[Set problem 1]: Quote the judgment word for word, starting at "2. While admitting" and ending at "1st March, 2002?".
[Set problem 2]:
Answer these from the judgment:
(a) Who appeared as counsel for the Petitioner?
(b) On what date did the Court frame the questions for consideration when admitting the revision petitions?
(c) Which body passed the orders dated 10th March 2008?

Citation : 2022 Latest Caselaw 2897 Ori
Judgement Date : 28 June, 2022
IN THE HIGH COURT OF ORISSA AT CUTTACK
STREV Nos.72 and 73 of 2009
M/s. Tara Equipments (P) Ltd. .... Petitioner
-versus-
State of Orissa represented by .... Opposite Party
Commissioner of Sales Tax, Cuttack
Advocates appeared in these cases:
For Petitioner : Mr. Jagabandhu Sahoo,
Senior Advocate
For Opposite Party : Mr. Sunil Mishra,
Additional Standing Counsel
CORAM:
THE CHIEF JUSTICE
JUSTICE R.K. PATTANAIK
JUDGMENT
28.06.2022 Dr. S. Muralidhar, CJ.
1. Both these revision petitions are directed against the orders dated 10th March 2008 passed by the Orissa Sales Tax Tribunal, Cuttack (Tribunal) in S.A. No.394 of 2005-06 and S.A. No.393 of 2005-06 respectively. By the said orders, while dismissing the Petitioner's appeals, the Tribunal affirmed the orders dated 1st February 2005 passed by the Assistant Commissioner of Sales Tax (ACST), Sundargarh Range, Rourkela in Sales Tax Appeal Nos.AA.271 (RL-II)/2004-05 and AA.255 (RL-II)/2004-05 respectively.
2. While admitting the present revision petitions, this Court by its order dated 27th October 2009 framed the following questions separately for considerations:
"I. Whether equipment is same as machinery and would be covered under the Finance Department Notification No.44987-CTA-105/89-F dated 22nd December 1989 w.e.f. 1st January 1990 and Notification No.1691/CTA-37/01 (PT)-F dated 9th January 2002 w.e.f. 1st March, 2002?
II. Whether in the facts and circumstances of the case, disallowance of claim of deduction under section 5(2)(A)(a)(ii) of the Orissa Sales Tax Act for sale of mechanical equipments i.e. idler to HEC against Form No.XXXIV is lawful and proper?"

[Record excerpts]:
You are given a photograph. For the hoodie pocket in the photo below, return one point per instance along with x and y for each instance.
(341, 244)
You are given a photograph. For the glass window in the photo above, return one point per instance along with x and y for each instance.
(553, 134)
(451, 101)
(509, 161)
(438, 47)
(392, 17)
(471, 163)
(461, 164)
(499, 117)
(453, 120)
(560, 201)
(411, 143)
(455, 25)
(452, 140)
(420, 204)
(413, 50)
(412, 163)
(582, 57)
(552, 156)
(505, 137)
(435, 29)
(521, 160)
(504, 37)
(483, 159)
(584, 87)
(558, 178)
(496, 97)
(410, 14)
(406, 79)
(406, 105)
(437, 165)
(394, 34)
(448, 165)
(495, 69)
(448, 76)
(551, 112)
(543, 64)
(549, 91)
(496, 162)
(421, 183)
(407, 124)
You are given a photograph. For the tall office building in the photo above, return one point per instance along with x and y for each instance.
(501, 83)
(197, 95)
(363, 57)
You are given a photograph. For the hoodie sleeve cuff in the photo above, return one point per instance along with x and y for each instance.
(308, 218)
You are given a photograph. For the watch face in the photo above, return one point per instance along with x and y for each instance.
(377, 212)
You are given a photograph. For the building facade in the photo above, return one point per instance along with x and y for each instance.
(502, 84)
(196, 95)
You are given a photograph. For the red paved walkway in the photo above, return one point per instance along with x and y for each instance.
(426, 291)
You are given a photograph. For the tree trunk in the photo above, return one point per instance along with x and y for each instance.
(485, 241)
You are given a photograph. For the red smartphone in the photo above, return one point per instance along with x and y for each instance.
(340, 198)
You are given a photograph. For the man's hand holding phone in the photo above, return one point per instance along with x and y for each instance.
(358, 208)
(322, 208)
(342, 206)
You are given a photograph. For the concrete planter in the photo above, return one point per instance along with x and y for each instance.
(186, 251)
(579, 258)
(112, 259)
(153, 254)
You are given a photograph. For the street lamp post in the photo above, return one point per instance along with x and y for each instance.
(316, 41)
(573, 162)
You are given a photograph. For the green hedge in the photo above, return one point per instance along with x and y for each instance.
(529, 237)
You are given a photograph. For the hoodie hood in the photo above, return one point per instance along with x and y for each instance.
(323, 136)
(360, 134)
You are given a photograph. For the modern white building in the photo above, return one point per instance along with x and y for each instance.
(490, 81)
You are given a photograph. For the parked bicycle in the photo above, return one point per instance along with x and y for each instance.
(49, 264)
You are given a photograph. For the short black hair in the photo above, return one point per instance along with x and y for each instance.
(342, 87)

[Exercise response 1]:
2. While admitting the present revision petitions, this Court by its order dated 27th October 2009 framed the following questions separately for considerations:
"I. Whether equipment is same as machinery and would be covered under the Finance Department Notification No.44987-CTA-105/89-F dated 22nd December 1989 w.e.f. 1st January 1990 and Notification No.1691/CTA-37/01 (PT)-F dated 9th January 2002 w.e.f. 1st March, 2002?

[Exercise response 2]:
(a) Mr. Jagabandhu Sahoo, Senior Advocate
(b) 27th October 2009
(c) The Orissa Sales Tax Tribunal, Cuttack